Content starts

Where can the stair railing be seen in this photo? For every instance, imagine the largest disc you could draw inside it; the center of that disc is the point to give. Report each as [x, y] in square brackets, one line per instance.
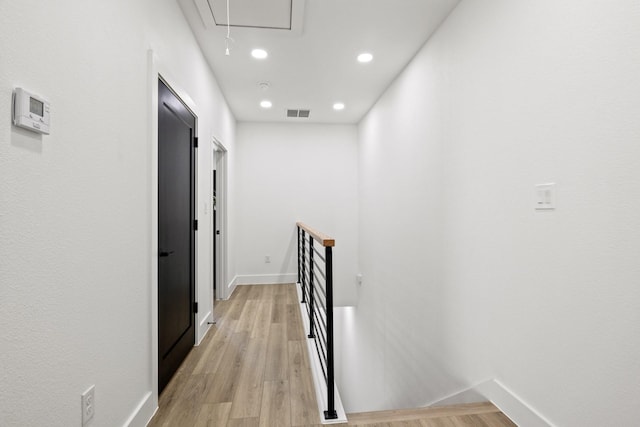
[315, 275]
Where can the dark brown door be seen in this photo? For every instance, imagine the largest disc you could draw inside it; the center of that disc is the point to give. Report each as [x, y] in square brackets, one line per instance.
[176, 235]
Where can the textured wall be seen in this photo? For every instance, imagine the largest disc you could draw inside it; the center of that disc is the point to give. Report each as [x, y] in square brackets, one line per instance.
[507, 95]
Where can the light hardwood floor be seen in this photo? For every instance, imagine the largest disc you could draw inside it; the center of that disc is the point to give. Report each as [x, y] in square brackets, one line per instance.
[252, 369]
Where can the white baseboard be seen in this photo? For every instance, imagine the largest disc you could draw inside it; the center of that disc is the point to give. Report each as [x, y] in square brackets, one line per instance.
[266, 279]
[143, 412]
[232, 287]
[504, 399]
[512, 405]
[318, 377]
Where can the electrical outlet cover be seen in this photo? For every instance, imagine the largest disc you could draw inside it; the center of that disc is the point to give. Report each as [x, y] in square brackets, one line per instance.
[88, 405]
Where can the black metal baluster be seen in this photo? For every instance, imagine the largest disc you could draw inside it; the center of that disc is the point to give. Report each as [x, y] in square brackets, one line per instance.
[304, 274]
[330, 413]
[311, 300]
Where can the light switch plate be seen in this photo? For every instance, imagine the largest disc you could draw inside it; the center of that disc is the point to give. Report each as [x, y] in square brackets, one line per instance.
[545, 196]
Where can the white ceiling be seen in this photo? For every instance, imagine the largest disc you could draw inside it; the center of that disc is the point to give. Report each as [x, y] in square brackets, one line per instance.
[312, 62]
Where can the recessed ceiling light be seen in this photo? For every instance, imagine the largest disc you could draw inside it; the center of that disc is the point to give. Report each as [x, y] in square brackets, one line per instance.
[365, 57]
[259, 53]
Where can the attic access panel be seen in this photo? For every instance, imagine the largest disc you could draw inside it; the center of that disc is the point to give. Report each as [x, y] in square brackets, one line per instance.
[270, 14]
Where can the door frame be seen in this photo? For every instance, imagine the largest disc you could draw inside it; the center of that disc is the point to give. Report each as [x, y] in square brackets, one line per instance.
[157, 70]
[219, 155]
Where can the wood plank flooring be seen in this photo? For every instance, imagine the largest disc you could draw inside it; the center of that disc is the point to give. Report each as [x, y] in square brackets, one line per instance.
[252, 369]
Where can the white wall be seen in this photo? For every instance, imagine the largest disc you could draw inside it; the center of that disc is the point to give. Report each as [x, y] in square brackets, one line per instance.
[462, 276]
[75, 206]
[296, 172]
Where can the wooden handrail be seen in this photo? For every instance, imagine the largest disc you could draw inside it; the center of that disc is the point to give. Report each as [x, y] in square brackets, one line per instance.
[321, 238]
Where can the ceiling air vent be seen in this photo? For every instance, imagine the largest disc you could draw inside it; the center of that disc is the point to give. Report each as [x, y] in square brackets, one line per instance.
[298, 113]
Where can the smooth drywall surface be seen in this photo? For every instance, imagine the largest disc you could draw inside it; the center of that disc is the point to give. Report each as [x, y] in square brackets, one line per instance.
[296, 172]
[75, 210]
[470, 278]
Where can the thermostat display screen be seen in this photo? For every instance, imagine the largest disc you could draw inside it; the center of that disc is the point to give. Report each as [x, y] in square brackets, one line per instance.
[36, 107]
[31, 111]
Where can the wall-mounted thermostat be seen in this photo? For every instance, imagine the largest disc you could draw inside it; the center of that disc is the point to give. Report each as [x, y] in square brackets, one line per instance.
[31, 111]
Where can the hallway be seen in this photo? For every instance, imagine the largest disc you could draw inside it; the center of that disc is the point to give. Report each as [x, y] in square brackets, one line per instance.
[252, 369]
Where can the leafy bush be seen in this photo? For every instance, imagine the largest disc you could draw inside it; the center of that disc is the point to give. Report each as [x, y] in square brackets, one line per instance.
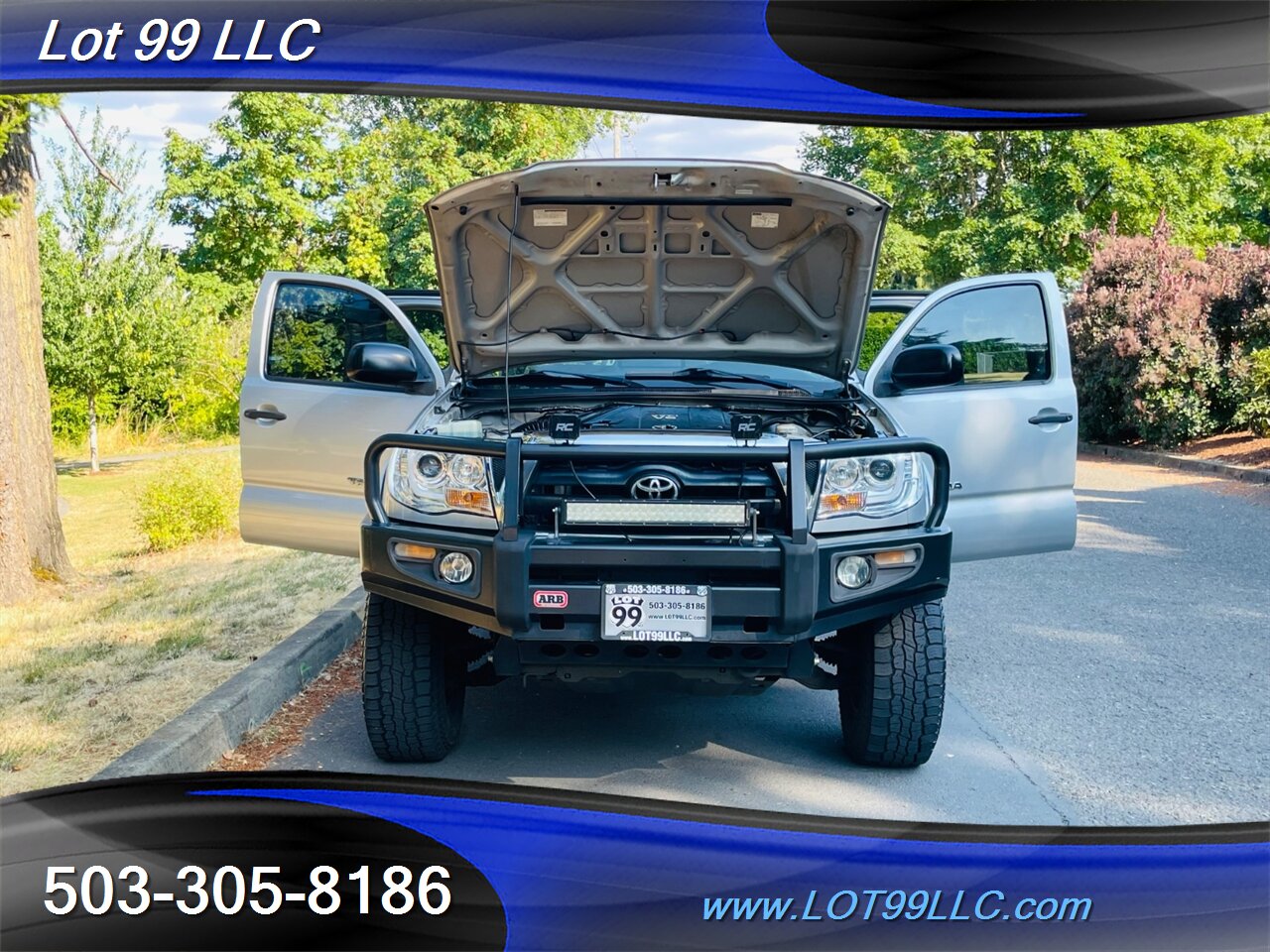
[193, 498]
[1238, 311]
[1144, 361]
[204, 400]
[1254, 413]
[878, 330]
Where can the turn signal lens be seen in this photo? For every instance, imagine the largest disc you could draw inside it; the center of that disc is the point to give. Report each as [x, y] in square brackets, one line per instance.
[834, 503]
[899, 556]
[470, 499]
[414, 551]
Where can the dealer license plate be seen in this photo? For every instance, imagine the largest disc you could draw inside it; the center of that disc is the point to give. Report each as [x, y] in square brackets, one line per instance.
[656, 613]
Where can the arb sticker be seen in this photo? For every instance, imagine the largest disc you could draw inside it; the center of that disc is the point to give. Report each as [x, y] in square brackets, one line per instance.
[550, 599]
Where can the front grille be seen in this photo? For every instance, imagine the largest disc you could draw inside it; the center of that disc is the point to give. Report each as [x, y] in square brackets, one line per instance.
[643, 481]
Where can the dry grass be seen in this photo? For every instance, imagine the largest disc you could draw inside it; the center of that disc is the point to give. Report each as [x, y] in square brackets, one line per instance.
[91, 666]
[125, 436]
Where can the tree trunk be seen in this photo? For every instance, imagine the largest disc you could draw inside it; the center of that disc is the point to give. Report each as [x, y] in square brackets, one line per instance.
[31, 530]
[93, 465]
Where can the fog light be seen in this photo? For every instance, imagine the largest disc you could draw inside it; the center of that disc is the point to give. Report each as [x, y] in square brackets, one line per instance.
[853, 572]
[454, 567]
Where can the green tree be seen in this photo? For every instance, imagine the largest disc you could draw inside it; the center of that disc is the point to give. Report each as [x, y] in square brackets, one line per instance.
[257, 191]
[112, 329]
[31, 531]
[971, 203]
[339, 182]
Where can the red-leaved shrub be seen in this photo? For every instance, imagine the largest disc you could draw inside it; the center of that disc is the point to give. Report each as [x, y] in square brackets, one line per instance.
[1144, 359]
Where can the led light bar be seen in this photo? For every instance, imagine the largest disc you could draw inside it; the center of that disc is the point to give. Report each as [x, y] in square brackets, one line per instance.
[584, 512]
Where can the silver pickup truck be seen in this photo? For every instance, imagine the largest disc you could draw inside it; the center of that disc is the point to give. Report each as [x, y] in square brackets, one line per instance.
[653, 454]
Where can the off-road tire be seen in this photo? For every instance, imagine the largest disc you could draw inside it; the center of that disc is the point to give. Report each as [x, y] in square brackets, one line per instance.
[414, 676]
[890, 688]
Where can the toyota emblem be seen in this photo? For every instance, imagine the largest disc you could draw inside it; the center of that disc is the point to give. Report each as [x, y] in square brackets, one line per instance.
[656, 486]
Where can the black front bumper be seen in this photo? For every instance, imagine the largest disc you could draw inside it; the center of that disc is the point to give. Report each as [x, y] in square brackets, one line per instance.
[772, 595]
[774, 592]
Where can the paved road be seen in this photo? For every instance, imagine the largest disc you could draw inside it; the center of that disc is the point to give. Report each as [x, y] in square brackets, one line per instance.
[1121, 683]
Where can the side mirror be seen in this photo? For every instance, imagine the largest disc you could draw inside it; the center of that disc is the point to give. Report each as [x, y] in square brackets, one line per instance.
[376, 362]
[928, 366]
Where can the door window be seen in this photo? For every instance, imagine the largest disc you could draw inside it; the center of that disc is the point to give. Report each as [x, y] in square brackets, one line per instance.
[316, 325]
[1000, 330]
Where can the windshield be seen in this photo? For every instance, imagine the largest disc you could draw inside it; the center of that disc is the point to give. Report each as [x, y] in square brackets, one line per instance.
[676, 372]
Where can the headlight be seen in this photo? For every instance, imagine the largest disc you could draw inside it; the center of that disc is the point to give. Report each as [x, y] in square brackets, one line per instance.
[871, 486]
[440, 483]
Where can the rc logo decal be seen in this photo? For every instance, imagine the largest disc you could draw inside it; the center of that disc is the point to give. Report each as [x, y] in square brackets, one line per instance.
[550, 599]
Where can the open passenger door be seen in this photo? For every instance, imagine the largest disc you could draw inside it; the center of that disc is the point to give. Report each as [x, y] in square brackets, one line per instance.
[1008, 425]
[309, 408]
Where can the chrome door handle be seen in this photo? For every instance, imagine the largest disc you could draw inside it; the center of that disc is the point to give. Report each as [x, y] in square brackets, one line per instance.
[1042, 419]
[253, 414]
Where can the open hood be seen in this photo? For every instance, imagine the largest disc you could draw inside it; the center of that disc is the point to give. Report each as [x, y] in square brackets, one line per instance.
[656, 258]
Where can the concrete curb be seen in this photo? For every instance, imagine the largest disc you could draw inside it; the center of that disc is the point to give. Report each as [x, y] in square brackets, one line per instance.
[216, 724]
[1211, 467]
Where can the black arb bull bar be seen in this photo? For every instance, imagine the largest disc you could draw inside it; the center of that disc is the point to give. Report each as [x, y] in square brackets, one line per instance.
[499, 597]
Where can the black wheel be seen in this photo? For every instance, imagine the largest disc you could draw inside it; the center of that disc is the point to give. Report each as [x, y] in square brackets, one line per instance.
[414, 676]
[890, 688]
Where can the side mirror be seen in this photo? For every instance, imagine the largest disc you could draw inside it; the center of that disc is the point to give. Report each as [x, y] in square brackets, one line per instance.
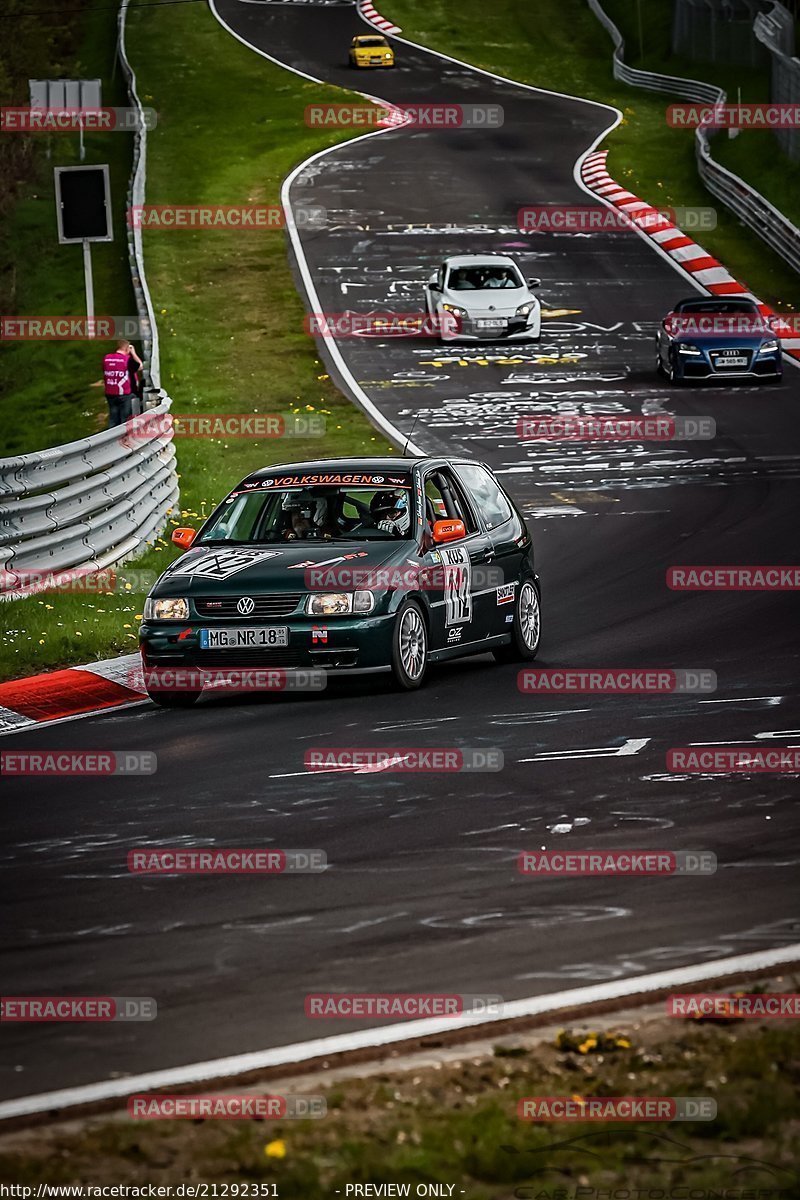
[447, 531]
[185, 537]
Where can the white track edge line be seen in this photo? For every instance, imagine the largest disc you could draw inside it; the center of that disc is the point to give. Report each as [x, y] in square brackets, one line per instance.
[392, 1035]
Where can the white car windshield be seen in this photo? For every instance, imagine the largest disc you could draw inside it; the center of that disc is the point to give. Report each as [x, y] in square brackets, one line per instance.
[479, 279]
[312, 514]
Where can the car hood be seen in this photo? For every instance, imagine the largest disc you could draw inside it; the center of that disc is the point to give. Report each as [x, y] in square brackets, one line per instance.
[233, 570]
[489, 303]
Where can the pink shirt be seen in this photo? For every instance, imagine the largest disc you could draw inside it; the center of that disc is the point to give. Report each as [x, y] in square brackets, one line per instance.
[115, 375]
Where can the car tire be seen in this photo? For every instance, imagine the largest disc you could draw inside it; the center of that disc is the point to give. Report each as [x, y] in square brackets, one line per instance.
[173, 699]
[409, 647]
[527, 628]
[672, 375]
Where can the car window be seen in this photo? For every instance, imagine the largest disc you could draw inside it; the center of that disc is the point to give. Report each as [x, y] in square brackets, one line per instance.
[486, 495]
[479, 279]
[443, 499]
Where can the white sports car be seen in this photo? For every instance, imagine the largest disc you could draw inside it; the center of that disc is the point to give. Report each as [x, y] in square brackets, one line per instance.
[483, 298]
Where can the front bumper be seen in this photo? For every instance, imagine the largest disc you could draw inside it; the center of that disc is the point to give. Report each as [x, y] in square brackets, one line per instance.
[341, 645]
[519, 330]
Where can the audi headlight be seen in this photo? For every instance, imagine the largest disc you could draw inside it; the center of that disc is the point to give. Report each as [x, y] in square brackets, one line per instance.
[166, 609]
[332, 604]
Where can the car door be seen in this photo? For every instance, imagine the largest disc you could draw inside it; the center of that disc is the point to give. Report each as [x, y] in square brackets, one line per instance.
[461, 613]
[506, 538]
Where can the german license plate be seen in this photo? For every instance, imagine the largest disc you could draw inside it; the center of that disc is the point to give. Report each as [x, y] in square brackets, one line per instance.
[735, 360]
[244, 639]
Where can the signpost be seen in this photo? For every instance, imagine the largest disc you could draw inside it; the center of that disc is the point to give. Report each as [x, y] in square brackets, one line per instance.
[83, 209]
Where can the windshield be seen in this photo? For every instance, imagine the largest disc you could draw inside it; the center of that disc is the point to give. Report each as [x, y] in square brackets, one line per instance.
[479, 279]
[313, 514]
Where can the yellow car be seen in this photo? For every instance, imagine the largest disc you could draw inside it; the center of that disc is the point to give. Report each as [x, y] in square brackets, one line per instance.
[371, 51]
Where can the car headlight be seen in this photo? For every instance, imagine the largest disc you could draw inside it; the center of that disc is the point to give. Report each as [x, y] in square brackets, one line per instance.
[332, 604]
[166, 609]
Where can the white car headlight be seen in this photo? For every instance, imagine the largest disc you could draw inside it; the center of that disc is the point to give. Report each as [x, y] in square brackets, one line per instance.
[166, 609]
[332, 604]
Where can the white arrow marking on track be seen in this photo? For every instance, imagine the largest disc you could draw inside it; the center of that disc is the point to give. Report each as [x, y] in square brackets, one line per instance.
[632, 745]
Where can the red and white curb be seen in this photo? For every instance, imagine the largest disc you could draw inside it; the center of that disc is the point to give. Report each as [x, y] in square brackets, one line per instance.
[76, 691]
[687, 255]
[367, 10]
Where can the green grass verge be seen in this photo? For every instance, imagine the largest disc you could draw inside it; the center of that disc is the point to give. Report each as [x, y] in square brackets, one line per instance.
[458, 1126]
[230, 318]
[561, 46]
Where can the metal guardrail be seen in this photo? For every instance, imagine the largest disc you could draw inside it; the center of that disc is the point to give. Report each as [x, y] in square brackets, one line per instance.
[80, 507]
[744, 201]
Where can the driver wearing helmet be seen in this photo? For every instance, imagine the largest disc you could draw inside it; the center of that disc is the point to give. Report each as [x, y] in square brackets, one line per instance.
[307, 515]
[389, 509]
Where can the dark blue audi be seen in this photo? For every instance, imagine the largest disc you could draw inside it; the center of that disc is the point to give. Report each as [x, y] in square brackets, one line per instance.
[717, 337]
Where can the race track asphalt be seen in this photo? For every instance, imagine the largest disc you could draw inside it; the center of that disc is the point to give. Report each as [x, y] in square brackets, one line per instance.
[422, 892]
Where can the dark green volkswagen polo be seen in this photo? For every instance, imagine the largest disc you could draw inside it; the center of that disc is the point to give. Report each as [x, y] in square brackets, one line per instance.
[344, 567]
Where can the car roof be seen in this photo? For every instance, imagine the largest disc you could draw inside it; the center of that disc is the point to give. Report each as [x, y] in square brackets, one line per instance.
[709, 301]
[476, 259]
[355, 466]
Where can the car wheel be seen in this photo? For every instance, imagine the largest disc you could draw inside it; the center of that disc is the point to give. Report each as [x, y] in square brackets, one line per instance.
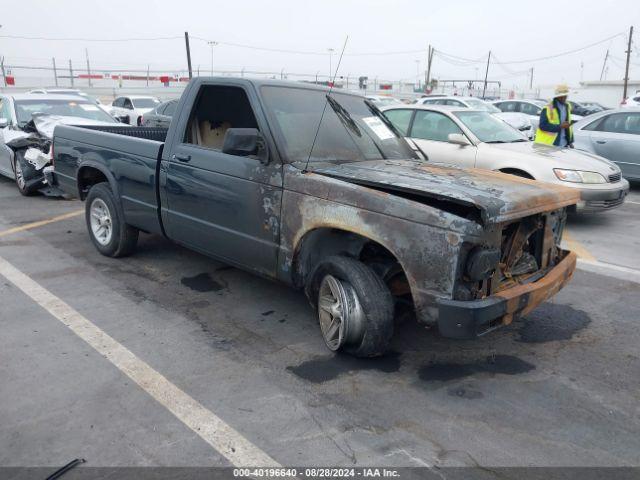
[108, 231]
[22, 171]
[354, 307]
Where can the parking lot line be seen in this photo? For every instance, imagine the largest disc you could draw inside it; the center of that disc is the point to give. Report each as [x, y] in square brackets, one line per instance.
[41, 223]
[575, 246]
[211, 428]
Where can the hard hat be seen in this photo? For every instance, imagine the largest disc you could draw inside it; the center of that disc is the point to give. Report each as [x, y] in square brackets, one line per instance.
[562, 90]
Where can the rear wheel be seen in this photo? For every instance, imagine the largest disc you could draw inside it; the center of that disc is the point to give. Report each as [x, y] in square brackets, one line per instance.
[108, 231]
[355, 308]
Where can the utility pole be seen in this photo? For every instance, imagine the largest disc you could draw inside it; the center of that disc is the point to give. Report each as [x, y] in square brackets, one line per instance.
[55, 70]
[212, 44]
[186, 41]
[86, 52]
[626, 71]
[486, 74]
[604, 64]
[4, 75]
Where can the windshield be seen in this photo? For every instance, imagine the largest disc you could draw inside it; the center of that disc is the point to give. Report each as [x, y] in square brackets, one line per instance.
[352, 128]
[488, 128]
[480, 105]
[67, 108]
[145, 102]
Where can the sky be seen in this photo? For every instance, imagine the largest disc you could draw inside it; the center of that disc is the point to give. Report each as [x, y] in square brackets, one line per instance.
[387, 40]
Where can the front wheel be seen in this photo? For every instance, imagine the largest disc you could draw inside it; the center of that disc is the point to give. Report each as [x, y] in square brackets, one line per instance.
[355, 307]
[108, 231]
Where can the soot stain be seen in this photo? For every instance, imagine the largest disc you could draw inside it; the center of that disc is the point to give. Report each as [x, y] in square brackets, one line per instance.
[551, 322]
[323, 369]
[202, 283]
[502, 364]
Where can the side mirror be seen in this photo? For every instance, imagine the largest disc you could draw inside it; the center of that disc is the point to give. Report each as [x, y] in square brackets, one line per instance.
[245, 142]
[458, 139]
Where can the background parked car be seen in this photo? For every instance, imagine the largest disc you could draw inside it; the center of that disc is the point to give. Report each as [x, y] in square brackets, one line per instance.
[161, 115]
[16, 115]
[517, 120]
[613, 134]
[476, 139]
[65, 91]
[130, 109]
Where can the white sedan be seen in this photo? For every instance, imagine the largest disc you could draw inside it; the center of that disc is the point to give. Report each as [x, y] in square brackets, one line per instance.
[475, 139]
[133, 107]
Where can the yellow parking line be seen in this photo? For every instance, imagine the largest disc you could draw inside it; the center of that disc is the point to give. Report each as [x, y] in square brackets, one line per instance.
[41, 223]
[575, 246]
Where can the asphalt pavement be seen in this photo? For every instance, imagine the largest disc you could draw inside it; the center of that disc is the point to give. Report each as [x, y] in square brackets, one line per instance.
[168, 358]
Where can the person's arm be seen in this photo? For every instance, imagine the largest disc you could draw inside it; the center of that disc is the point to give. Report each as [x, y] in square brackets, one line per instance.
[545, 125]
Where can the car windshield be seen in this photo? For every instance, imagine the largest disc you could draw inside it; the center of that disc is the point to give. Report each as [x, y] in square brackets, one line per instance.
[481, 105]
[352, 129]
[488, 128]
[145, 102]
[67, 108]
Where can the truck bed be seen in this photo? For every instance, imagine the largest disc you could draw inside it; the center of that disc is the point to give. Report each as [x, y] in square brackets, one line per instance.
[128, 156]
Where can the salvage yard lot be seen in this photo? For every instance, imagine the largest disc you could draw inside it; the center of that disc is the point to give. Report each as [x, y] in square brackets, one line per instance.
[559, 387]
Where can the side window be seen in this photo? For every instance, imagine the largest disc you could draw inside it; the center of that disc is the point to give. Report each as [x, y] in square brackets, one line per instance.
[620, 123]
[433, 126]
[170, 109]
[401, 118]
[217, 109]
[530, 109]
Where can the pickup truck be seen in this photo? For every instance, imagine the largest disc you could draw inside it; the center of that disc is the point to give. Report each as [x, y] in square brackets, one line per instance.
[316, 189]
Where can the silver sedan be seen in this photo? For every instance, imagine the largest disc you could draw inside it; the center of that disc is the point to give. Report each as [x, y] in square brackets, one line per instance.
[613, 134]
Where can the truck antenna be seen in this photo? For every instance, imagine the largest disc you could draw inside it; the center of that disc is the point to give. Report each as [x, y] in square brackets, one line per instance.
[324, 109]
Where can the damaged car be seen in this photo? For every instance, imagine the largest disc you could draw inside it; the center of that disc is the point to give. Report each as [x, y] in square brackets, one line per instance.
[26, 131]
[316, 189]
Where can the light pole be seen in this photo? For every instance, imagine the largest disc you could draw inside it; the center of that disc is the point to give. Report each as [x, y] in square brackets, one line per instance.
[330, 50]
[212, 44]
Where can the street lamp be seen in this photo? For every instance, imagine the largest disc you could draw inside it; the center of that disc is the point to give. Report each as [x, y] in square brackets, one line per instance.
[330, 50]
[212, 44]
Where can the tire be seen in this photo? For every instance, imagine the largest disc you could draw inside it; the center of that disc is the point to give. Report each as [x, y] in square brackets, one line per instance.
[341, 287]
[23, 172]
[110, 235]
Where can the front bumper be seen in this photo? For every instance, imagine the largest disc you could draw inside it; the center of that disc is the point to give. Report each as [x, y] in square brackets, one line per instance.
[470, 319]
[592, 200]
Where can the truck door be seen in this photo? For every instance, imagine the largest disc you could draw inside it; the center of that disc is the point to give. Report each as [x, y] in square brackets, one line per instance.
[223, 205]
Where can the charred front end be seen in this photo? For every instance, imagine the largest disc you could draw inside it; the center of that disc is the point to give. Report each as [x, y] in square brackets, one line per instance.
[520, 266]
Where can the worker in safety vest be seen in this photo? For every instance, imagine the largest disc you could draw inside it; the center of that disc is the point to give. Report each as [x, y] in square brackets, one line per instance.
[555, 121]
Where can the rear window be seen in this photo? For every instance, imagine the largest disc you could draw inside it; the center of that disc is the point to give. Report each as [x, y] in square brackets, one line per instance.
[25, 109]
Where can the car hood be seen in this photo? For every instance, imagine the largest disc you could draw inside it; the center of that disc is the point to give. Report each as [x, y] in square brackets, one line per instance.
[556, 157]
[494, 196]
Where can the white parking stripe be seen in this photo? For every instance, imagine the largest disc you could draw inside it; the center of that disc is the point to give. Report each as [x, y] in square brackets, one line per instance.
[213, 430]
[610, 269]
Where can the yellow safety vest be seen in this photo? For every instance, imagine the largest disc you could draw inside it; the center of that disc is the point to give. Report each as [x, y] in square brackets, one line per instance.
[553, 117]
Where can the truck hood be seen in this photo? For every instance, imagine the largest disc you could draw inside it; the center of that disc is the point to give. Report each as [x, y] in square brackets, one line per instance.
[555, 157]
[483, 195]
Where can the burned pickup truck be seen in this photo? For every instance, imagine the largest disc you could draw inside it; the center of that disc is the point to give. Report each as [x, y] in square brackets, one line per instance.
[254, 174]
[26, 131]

Content ends

▶ TASK DIRECTIONS:
Nothing but the lines from the one with "Where can the truck hood" through the final line of the records above should appear, each copied exactly.

▶ THE COMPLETED TASK:
Where can the truck hood be seen in this photo? For every instance, imagine the largest disc you could draw inside it; the center of that disc is the point to give. Report each as [x, y] in square brackets, one line per instance.
[555, 157]
[483, 195]
Where can the burned pickup truck be seen in this photo? For every instance, imagine the largest disc you could draw inside it; the center of that disc is the point to give. Report each as [x, y] in square brackets, one line per instance.
[254, 174]
[26, 131]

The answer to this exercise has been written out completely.